== WHAT YOU SHOULD DO ==
Copy every one of the following entries word for word.

== DATASET EXTRACT ==
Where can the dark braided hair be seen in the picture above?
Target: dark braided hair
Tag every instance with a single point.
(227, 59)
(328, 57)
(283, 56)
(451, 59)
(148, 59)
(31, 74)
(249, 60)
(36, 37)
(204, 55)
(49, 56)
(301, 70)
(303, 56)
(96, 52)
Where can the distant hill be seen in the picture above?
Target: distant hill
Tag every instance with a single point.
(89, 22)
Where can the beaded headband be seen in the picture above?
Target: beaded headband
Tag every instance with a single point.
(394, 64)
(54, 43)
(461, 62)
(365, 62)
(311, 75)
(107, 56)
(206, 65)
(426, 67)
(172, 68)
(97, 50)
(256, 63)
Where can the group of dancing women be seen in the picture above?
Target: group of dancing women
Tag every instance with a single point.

== SOLUTION ==
Where can the dark braided hair be seen in the picture above?
Target: dark braided hair
Tag every instance with a single point.
(227, 59)
(328, 57)
(283, 56)
(451, 59)
(148, 59)
(31, 74)
(249, 60)
(36, 37)
(204, 55)
(49, 56)
(301, 70)
(303, 56)
(96, 52)
Where can the distant hill be seen in the picture above?
Target: distant hill
Tag every instance with a single point.
(89, 22)
Where can the beaded headband be seen in the picture above?
Target: beaded headband
Tag every instance with a single point.
(394, 64)
(54, 43)
(461, 62)
(365, 62)
(311, 75)
(107, 56)
(206, 65)
(426, 67)
(172, 68)
(97, 50)
(256, 63)
Where can the group of dancing women be seen in the picture above?
Target: group of dancing women
Tag every instance with a single point.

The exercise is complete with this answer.